Reading text
******

Wednesday, March 14, 2007

Affirmative Action Is Dead...

Affirmative Action on the Ropes


It's the beginning of the end.

By Peter Kirsanow
Coutesy of the National Review Magazine

The era of affirmative action may be coming to a close sooner than Sandra Day O’Connor had expected. This isn’t to say that racial preferences are about to become extinct, but that they will be likely dealt mortal blows in the near future.

What a turnaround. Less than four years ago, when the Supreme Court upheld the use of racial preferences in college admissions in Grutter v. Bollinger, the affirmative-action regime appeared not only invincible but on the march. Affirmative action had the support of all of the country’s elites: the academy, the media, Fortune 500 companies, civil-rights organizations — all of the bien pensants. Schools that had eliminated racial preferences before Grutter issued — like the University of Texas — resumed their use. Affirmative-action supporters were discussing how to extend the Grutter rationale beyond college admissions to high schools, the workplace, and other spheres of life.

******

Data extracts

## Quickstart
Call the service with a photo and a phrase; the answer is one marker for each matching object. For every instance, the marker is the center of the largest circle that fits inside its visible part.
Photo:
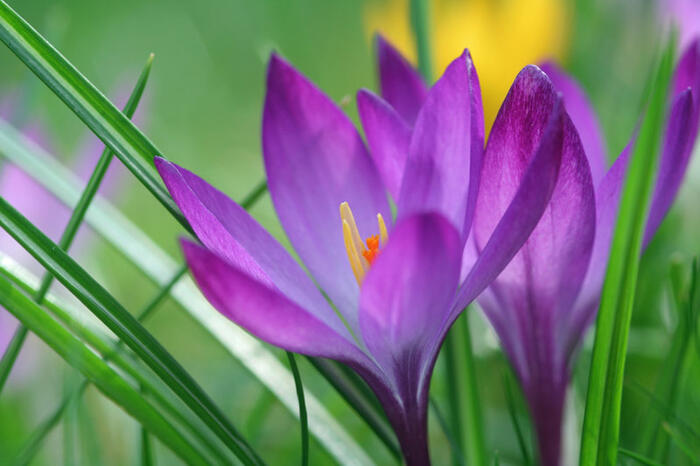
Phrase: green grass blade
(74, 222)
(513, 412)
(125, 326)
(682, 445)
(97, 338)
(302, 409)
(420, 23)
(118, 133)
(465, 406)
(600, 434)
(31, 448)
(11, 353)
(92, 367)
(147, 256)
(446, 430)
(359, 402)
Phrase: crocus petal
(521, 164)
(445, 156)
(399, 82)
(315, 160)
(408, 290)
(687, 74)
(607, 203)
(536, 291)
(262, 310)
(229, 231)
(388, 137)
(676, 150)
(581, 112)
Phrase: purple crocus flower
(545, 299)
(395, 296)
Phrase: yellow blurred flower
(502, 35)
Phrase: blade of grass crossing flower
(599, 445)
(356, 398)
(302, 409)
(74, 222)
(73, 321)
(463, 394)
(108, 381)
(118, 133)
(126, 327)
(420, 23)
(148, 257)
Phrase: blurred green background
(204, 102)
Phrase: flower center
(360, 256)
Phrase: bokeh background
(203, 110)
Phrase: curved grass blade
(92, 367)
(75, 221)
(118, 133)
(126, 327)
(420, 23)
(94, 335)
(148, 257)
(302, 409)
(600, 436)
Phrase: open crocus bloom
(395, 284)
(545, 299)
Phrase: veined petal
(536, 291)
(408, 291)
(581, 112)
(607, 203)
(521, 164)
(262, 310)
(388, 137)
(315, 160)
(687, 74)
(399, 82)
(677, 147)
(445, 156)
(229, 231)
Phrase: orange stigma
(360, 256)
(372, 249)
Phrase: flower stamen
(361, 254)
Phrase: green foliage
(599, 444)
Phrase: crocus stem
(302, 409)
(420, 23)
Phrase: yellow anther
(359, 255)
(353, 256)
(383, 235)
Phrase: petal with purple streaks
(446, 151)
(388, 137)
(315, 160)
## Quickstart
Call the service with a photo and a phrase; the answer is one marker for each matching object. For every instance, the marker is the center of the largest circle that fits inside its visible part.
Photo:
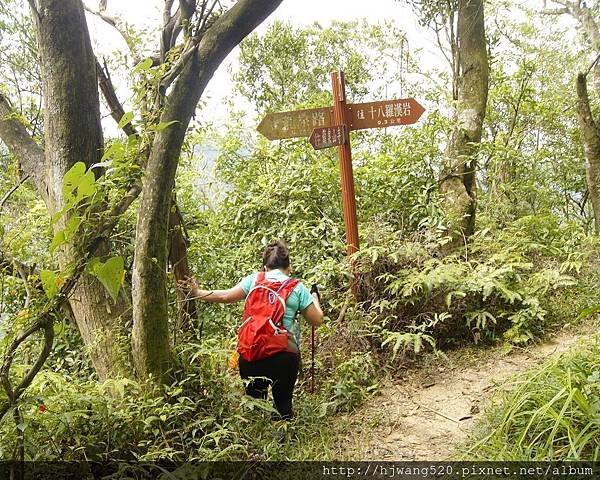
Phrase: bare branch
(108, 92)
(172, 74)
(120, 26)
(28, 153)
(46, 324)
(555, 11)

******

Brief 1
Reproduce the passage of the affirmative action article starting at "Wednesday, March 14, 2007" and ending at "the near future.".
Brief 2
Carry on the affirmative action article from the point where it stops.

Answer 1
Wednesday, March 14, 2007

Affirmative Action Is Dead...

Affirmative Action on the Ropes


It's the beginning of the end.

By Peter Kirsanow
Coutesy of the National Review Magazine

The era of affirmative action may be coming to a close sooner than Sandra Day O’Connor had expected. This isn’t to say that racial preferences are about to become extinct, but that they will be likely dealt mortal blows in the near future.

Answer 2
Conservatives were despondent. The Supreme Court had issued the final word and it seemed that any further challenges to affirmative action would be merely tilting at windmills. Even such indefatigable opponents of racial discrimination as Ward Connerly admit that they were resigned to give up the fight.

Affirmative-action proponents reigned triumphant. But they hadn’t counted on the resolve of Jennifer Gratz, the plaintiff in Gratz v. Bollinger, the companion case to Grutter. Instead of fading into oblivion she convinced Connerly to form the Michigan Civil Rights Initiative (MCRI). The measure was simple. It prohibited the state government from treating people differently on the basis of race, sex, color, ethnicity, or national origin.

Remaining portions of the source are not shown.